Objective
Recast every line of the data below as a Markdown table with the columns "Row" and "Data line," numbering the rows in order and leaving out blank lines. Omit the pictures from your answer.

(Image location labeling data)
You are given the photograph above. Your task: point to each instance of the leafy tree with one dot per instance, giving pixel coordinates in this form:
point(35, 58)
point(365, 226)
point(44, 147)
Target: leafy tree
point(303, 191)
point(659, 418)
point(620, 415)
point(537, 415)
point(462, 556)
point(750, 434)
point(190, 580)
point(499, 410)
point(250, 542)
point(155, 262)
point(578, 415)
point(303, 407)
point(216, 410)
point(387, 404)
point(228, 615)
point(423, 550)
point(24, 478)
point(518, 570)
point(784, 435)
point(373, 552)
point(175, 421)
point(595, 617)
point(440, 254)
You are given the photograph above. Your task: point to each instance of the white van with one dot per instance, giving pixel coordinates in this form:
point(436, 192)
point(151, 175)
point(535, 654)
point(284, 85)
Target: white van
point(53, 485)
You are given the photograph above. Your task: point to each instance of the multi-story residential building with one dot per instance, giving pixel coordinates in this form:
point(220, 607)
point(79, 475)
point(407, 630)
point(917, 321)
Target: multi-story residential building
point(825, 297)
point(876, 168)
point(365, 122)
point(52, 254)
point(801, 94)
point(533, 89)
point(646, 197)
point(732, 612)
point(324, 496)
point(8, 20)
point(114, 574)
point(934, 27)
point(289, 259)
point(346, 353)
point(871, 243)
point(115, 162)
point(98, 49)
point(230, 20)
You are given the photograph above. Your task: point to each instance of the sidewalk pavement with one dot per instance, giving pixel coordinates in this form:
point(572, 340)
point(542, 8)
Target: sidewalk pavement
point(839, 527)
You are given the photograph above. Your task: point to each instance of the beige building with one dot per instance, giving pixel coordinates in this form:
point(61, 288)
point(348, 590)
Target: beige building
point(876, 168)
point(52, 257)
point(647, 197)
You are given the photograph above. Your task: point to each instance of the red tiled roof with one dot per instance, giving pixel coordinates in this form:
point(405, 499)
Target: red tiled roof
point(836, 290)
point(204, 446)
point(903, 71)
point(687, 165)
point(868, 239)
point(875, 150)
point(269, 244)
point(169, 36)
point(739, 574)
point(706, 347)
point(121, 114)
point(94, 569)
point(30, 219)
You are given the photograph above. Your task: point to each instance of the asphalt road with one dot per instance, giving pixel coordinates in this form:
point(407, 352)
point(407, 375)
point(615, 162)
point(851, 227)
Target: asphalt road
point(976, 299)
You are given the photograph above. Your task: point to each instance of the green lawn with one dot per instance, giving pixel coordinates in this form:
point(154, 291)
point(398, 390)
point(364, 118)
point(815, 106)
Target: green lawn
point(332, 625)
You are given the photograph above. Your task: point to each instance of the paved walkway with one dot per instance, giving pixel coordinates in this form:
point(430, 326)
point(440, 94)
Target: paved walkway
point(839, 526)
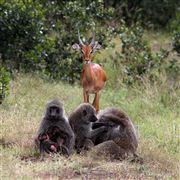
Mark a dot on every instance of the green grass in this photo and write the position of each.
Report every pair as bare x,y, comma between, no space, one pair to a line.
154,111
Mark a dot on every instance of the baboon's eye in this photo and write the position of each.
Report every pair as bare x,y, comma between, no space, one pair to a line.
57,111
84,112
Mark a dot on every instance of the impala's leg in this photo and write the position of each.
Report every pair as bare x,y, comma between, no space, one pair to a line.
86,96
96,101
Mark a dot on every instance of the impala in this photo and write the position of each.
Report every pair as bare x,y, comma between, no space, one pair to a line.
93,76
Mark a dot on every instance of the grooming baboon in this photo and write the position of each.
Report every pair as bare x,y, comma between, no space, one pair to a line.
55,133
120,139
80,121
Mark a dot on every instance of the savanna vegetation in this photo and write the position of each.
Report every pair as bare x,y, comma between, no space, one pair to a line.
141,55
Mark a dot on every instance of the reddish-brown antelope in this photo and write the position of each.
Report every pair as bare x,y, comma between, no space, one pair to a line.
93,76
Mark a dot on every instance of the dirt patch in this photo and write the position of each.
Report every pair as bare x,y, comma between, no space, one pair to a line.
30,158
6,144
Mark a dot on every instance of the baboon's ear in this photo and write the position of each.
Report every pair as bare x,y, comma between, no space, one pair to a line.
84,112
96,46
76,47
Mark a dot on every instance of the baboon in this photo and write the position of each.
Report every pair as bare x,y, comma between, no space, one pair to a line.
55,133
81,122
120,139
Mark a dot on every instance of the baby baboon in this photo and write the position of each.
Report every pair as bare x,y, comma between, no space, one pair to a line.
80,121
120,139
55,133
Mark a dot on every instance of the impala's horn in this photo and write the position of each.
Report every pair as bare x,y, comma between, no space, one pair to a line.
80,41
93,40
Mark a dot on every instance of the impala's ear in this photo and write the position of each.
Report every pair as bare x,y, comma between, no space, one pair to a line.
96,46
76,47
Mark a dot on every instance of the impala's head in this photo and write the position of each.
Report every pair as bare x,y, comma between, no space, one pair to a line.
86,49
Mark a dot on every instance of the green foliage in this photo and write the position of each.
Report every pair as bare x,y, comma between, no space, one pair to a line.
176,42
174,24
136,58
39,35
4,83
21,28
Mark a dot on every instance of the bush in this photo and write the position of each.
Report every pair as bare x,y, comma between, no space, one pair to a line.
136,58
38,35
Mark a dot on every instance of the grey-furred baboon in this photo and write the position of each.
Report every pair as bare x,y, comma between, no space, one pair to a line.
55,133
120,140
81,123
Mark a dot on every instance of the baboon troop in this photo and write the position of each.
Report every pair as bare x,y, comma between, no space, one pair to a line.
110,133
81,123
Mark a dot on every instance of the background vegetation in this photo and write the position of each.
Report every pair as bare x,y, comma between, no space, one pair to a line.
141,55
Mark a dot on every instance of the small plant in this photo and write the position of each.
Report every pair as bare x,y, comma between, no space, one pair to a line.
4,83
176,42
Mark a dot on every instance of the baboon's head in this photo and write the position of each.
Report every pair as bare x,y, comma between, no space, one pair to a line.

The completed task
| Row | Data line |
|---|---|
| 1 | You are given the photograph above. Your task: point to each instance of the leafy tree with one dot per instance, giving pixel coordinates in this form: |
| 2 | point(35, 58) |
| 3 | point(365, 226) |
| 4 | point(44, 147) |
| 5 | Target: leafy tree |
| 6 | point(303, 191) |
| 7 | point(659, 418) |
| 8 | point(620, 415) |
| 9 | point(537, 415) |
| 10 | point(462, 556) |
| 11 | point(750, 434) |
| 12 | point(190, 580) |
| 13 | point(499, 410) |
| 14 | point(250, 542) |
| 15 | point(155, 262) |
| 16 | point(578, 415) |
| 17 | point(303, 407) |
| 18 | point(216, 410) |
| 19 | point(387, 404) |
| 20 | point(228, 615) |
| 21 | point(423, 550) |
| 22 | point(24, 478) |
| 23 | point(518, 570) |
| 24 | point(784, 435) |
| 25 | point(373, 552) |
| 26 | point(175, 421) |
| 27 | point(595, 617) |
| 28 | point(440, 254) |
| 29 | You are given the photograph above. Your task: point to each instance of the white van with one dot per instance, giving pixel coordinates in this form: |
| 30 | point(436, 192) |
| 31 | point(151, 175) |
| 32 | point(535, 654) |
| 33 | point(284, 85) |
| 34 | Target: white van |
| 35 | point(53, 485) |
| 36 | You are given the photograph above. Your task: point to each instance of the multi-story residential building with one dot per instance, giving pixel coordinates in this form: |
| 37 | point(220, 607) |
| 38 | point(79, 475) |
| 39 | point(407, 630) |
| 40 | point(917, 321) |
| 41 | Target: multi-story residential building |
| 42 | point(825, 297) |
| 43 | point(876, 168) |
| 44 | point(365, 122) |
| 45 | point(52, 254) |
| 46 | point(801, 94) |
| 47 | point(533, 89) |
| 48 | point(646, 197) |
| 49 | point(732, 612) |
| 50 | point(324, 496) |
| 51 | point(8, 20) |
| 52 | point(114, 574) |
| 53 | point(934, 27) |
| 54 | point(289, 259) |
| 55 | point(346, 353) |
| 56 | point(871, 243) |
| 57 | point(115, 162) |
| 58 | point(98, 49) |
| 59 | point(230, 20) |
| 60 | You are given the photograph above. Your task: point to each instance of the sidewalk pavement with one dot per instance, giving pixel coordinates in this form: |
| 61 | point(572, 340) |
| 62 | point(542, 8) |
| 63 | Target: sidewalk pavement |
| 64 | point(839, 527) |
| 65 | You are given the photograph above. Your task: point to each instance of the beige building with one dot per instance, giving pixel coordinates in this form: |
| 66 | point(61, 288) |
| 67 | point(348, 590) |
| 68 | Target: beige building |
| 69 | point(876, 168) |
| 70 | point(52, 257) |
| 71 | point(647, 197) |
| 72 | You are given the photograph above. Your task: point to each instance of the red tiled roof with one dot per instance, giving pixel coordinates in this form: |
| 73 | point(405, 499) |
| 74 | Target: red tiled roof |
| 75 | point(836, 290) |
| 76 | point(204, 446) |
| 77 | point(903, 71) |
| 78 | point(687, 165) |
| 79 | point(868, 239) |
| 80 | point(875, 150) |
| 81 | point(269, 244) |
| 82 | point(169, 36) |
| 83 | point(739, 574) |
| 84 | point(706, 347) |
| 85 | point(121, 114) |
| 86 | point(94, 569) |
| 87 | point(30, 219) |
| 88 | You are given the photograph above. Your task: point to each instance of the asphalt road with one dot per instance, giving pixel coordinates in this form: |
| 89 | point(407, 352) |
| 90 | point(407, 375) |
| 91 | point(615, 162) |
| 92 | point(851, 227) |
| 93 | Target: asphalt road |
| 94 | point(976, 299) |
| 95 | You are given the photograph above. Your task: point to each instance of the green lawn with one dot per instance, giving pixel coordinates in this form: |
| 96 | point(154, 291) |
| 97 | point(398, 390) |
| 98 | point(364, 118) |
| 99 | point(815, 106) |
| 100 | Target: green lawn |
| 101 | point(332, 625) |
| 102 | You are given the photograph above. Your task: point to each instance of the paved walkway with one dot per instance, giving pixel coordinates in this form: |
| 103 | point(430, 326) |
| 104 | point(440, 94) |
| 105 | Target: paved walkway |
| 106 | point(839, 526) |
| 107 | Mark a dot on every instance of the green grass in this photo and write the position of each. |
| 108 | Report every pair as bare x,y, comma between, no space, one pair to a line. |
| 109 | 154,111 |
| 110 | Mark a dot on every instance of the baboon's eye in this photo and write the position of each. |
| 111 | Report every pair as bare x,y, comma between, no space, one pair to a line. |
| 112 | 57,111 |
| 113 | 84,112 |
| 114 | Mark a dot on every instance of the impala's leg in this photo and write the position of each. |
| 115 | Report every pair as bare x,y, comma between, no space, one pair to a line. |
| 116 | 86,96 |
| 117 | 96,101 |
| 118 | Mark a dot on every instance of the impala in this photo and write the position of each. |
| 119 | Report every pair as bare x,y, comma between, no space, one pair to a line. |
| 120 | 93,76 |
| 121 | Mark a dot on every instance of the grooming baboon in this photo and write the position of each. |
| 122 | Report every pair as bare x,y, comma between, no space, one pair to a line. |
| 123 | 55,133 |
| 124 | 120,139 |
| 125 | 80,121 |
| 126 | Mark a dot on every instance of the savanna vegetation in this photo and write the position of each. |
| 127 | Report every pair as bare x,y, comma between, no space, one pair to a line. |
| 128 | 141,55 |
| 129 | Mark a dot on every instance of the reddish-brown antelope in this photo and write the position of each. |
| 130 | Report every pair as bare x,y, comma between, no space, one pair to a line. |
| 131 | 93,76 |
| 132 | Mark a dot on every instance of the dirt patch in this photo and write the position of each. |
| 133 | Report every pair as bare x,y, comma between, no space, one pair to a line. |
| 134 | 30,158 |
| 135 | 6,144 |
| 136 | Mark a dot on every instance of the baboon's ear in this photo and write the position of each. |
| 137 | Report every pair as bare x,y, comma between, no space, one pair to a line. |
| 138 | 84,112 |
| 139 | 96,46 |
| 140 | 76,47 |
| 141 | Mark a dot on every instance of the baboon in this photo and write the position of each. |
| 142 | Report every pair as bare x,y, comma between, no space, one pair to a line. |
| 143 | 55,133 |
| 144 | 81,122 |
| 145 | 120,139 |
| 146 | Mark a dot on every instance of the baby baboon in this photo and write the position of each. |
| 147 | Report every pair as bare x,y, comma between, no space, one pair to a line. |
| 148 | 80,121 |
| 149 | 120,139 |
| 150 | 55,133 |
| 151 | Mark a dot on every instance of the impala's horn in this photo and write the position of each. |
| 152 | Report every pair as bare x,y, comma between, no space, one pair to a line. |
| 153 | 80,41 |
| 154 | 93,40 |
| 155 | Mark a dot on every instance of the impala's ear in this photo and write the position of each. |
| 156 | Report every pair as bare x,y, comma between, no space, one pair to a line. |
| 157 | 96,46 |
| 158 | 76,47 |
| 159 | Mark a dot on every instance of the impala's head in this photo and write the position of each. |
| 160 | Report every pair as bare x,y, comma between, no space, one pair to a line. |
| 161 | 86,49 |
| 162 | Mark a dot on every instance of the green foliage in this photo and write the position of each. |
| 163 | Report every pair as bare x,y, comma between, no space, one pair to a line. |
| 164 | 176,42 |
| 165 | 174,24 |
| 166 | 136,58 |
| 167 | 39,35 |
| 168 | 4,83 |
| 169 | 21,28 |
| 170 | Mark a dot on every instance of the bush in this photo and write the position of each. |
| 171 | Report every pair as bare x,y, comma between, no space, one pair to a line. |
| 172 | 136,58 |
| 173 | 38,35 |
| 174 | Mark a dot on every instance of the grey-furred baboon in this photo and write the position of each. |
| 175 | Report every pair as bare x,y, comma between, no space, one pair to a line. |
| 176 | 55,133 |
| 177 | 120,140 |
| 178 | 81,123 |
| 179 | Mark a dot on every instance of the baboon troop in this photo and write the position of each. |
| 180 | Report every pair as bare x,y, comma between, no space, one pair to a line. |
| 181 | 110,133 |
| 182 | 81,123 |
| 183 | Mark a dot on every instance of the background vegetation in this photo and write the position of each. |
| 184 | Report every pair as bare x,y, comma between, no space, one pair to a line. |
| 185 | 141,55 |
| 186 | Mark a dot on every instance of the small plant in this photo and write the position of each. |
| 187 | Report every pair as bare x,y, comma between, no space, one pair to a line. |
| 188 | 4,83 |
| 189 | 176,42 |
| 190 | Mark a dot on every instance of the baboon's head in this photo and write the position of each. |
| 191 | Report every pair as bare x,y, comma between, no space, one pair to a line. |